TO BE DONE
Report every row below that contains the word "road", copying each of those rows in full. Case counts.

[Raw records]

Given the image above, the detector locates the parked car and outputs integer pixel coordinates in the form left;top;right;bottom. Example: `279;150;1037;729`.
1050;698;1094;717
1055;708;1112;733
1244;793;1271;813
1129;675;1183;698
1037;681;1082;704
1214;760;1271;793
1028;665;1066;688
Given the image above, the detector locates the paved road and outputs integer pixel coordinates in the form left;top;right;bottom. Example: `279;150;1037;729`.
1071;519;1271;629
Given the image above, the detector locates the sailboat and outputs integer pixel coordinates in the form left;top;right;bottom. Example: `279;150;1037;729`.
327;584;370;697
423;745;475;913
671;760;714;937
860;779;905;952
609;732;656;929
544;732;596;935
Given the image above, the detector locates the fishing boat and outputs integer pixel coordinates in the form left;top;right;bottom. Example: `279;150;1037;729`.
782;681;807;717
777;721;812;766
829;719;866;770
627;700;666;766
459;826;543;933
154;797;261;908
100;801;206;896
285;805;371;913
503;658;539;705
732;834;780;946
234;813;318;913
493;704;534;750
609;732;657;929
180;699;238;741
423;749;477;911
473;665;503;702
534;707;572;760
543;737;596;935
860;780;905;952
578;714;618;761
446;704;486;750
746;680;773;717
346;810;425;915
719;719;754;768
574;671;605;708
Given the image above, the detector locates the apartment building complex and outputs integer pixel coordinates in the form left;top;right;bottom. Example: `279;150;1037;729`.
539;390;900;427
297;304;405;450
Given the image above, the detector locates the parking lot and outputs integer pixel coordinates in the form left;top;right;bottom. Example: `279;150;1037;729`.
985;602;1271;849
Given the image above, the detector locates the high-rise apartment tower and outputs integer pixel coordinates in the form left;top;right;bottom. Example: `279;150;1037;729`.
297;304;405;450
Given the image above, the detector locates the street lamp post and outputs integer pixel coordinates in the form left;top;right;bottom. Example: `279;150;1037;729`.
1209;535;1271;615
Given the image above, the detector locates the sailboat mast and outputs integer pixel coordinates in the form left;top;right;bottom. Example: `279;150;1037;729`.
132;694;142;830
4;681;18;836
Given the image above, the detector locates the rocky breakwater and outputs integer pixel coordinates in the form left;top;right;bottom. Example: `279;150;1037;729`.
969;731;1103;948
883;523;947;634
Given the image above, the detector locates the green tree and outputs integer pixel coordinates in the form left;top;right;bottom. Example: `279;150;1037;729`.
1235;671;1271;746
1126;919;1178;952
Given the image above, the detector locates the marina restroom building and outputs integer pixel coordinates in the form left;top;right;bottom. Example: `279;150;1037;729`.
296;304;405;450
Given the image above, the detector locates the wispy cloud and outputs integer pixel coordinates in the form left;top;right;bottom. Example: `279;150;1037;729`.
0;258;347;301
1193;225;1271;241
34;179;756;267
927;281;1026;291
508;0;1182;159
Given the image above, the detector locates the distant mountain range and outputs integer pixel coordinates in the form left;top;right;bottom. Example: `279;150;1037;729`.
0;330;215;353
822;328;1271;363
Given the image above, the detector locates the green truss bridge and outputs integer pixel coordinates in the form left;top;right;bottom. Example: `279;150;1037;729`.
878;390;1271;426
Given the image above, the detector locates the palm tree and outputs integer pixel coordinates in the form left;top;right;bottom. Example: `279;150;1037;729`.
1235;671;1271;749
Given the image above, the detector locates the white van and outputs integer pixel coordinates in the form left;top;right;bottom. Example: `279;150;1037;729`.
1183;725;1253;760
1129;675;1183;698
* * *
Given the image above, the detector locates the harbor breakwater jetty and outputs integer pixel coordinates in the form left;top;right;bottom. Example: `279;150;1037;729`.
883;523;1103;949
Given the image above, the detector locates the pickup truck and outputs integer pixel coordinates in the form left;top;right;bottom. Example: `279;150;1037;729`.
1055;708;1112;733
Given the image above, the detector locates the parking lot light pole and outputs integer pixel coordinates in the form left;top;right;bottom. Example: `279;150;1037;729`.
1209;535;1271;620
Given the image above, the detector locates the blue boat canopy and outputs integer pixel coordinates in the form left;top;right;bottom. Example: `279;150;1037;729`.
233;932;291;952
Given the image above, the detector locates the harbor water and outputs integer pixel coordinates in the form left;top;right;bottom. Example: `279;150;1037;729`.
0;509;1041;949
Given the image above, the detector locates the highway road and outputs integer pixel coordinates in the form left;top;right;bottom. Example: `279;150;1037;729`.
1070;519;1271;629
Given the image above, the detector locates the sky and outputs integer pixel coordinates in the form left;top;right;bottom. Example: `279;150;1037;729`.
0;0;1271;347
* * *
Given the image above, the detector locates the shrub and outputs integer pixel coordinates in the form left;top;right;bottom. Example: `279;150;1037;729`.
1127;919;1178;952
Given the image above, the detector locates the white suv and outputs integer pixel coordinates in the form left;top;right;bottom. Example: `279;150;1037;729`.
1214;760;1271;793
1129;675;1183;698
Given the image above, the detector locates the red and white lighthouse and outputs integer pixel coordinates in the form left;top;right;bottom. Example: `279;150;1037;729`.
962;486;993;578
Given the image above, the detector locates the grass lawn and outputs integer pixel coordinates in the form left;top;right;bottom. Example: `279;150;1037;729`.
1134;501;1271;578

RESULT FOR THIS TASK
Given the image above, the detector locates the paved road and outputs integer pixel coordinates in the form left;top;right;bottom. Example: `279;150;1037;729`.
Given the image above, the detector locates the highway road and outputs integer pixel coordinates in the form left;top;right;bottom. Example: `279;150;1037;729`.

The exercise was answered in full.